*Task brief*:
Your task is to transcribe the data exactly while omitting each picture.

*Source data*:
------------------------------------------------
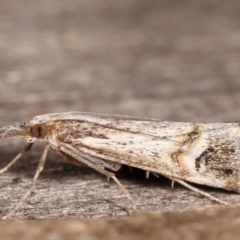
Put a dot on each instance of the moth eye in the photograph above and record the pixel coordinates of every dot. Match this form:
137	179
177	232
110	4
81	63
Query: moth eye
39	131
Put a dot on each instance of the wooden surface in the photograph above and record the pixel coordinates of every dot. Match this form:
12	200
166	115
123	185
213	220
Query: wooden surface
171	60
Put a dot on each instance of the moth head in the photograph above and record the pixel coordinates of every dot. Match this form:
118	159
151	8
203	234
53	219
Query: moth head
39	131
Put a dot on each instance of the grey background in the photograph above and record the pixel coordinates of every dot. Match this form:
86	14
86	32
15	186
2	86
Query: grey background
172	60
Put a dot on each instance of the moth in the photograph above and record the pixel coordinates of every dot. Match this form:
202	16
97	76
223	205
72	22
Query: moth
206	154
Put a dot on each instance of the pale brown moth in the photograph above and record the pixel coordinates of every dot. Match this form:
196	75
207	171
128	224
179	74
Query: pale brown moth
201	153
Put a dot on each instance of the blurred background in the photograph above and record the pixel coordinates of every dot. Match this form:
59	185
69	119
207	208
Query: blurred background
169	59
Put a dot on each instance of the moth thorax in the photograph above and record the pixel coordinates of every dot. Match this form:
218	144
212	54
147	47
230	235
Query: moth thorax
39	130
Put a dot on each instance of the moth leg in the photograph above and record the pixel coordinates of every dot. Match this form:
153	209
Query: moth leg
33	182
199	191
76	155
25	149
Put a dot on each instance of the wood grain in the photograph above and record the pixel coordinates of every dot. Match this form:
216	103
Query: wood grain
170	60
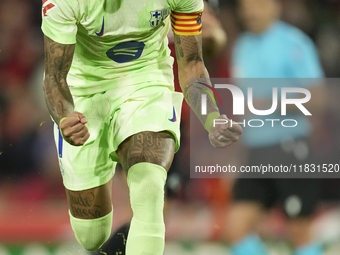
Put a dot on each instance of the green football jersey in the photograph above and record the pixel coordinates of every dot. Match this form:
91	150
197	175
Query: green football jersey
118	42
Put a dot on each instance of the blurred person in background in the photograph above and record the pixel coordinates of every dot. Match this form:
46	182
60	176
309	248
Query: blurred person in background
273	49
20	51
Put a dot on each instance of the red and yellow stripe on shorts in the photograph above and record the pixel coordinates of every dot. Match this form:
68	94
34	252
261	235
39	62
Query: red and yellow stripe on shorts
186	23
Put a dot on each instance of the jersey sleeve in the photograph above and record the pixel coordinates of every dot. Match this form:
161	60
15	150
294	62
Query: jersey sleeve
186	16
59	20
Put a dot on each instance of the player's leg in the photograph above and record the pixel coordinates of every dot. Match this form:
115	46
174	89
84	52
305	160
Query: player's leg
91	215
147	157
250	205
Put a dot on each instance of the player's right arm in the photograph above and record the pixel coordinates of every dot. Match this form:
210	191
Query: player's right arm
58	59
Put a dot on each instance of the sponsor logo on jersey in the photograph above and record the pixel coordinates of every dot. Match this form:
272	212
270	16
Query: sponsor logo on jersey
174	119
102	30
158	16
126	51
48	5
------------------------------------------------
*Result of this task*:
Put a dot on each instance of the moth eye in the photograph above and record the pixel coordinates of every dot. Match this form:
137	179
177	232
110	4
81	63
Query: moth eye
39	131
Put a dot on each instance of the wooden surface in the photograph above and record the pixel coordinates of every dot. Match this form:
12	200
166	115
123	185
213	220
Query: wooden surface
171	60
Put a dot on each instance of the moth head in the photograph above and record the pixel coordinates of every dot. Match this form:
118	159
151	8
203	234
53	219
Query: moth head
39	131
Put a dot on each instance of the grey background in the photograph above and record the pixel coordinates of every dot. Match this form:
86	14
86	32
15	186
2	86
Query: grey background
172	60
Put a dot on each instance of the moth in the photograph above and record the pixel coordinates of every dot. Match this form:
202	16
97	76
223	205
72	22
Query: moth
206	154
Put a dot on each instance of the pale brown moth in the photograph above and record the pixel coordinates of every dot. Match this form:
196	75
207	171
128	224
179	74
Query: pale brown moth
201	153
Put a dot on each instance of the blurred background in the photograph above and record the pixel coordinates of every dot. Match this form:
59	185
69	119
207	208
Query: blurred background
169	59
Put a dot on each instance of the moth thorax in the photograph above and record the pixel coordinates of every dot. Match this form:
218	144
212	54
147	47
230	235
Query: moth thorax
39	130
Put a dot on each instance of the moth leg in the photograph above and record the pixel coordinates of every dot. Match this form:
153	209
Query: moth leg
33	182
199	191
76	155
25	149
Put a dot on each instance of the wood grain in the photograph above and record the pixel coordinates of every dot. Match this form:
216	103
Query: wood grain
170	60
Put a dot on each instance of the green football jersey in the photograph above and record the pixel coordinates of every dot. Match this form:
91	150
197	175
Query: green football jersey
118	42
Put a dot on each instance of the blurred person in background in the photograph above and record the pixel coordinates of every dot. Match this form:
46	182
60	176
309	248
Query: blurred person in background
273	49
20	51
Put a dot on each instance of the red and yellow stripe on shorts in the photograph above and record the pixel coordinates of every dot. Match this form:
68	94
34	252
261	235
39	62
Query: red and yellow stripe on shorts
186	23
Put a dot on each instance of the jersey sleeve in the photograph above and record the pixel coordinates of every dot. Match this form:
161	60
15	150
294	62
Query: jersey sleeve
186	16
59	20
Put a dot on each instance of the player's leg in the photograph above and record the pixel coordinates of every dot. Match this form:
115	46
174	89
84	52
305	160
Query: player's leg
91	215
147	157
250	205
Put a dot on each instance of the player's right arm in the photograph above and record the pixel coordinates of every dot. Match this form:
210	191
Query: player's right arm
58	59
Put a dot on each instance of the sponsor logo on jersey in the photograph above and record the pixel coordinates of every dot. Match this form:
272	212
270	16
Query: sponsor logo on jersey
174	119
102	30
158	16
126	51
48	5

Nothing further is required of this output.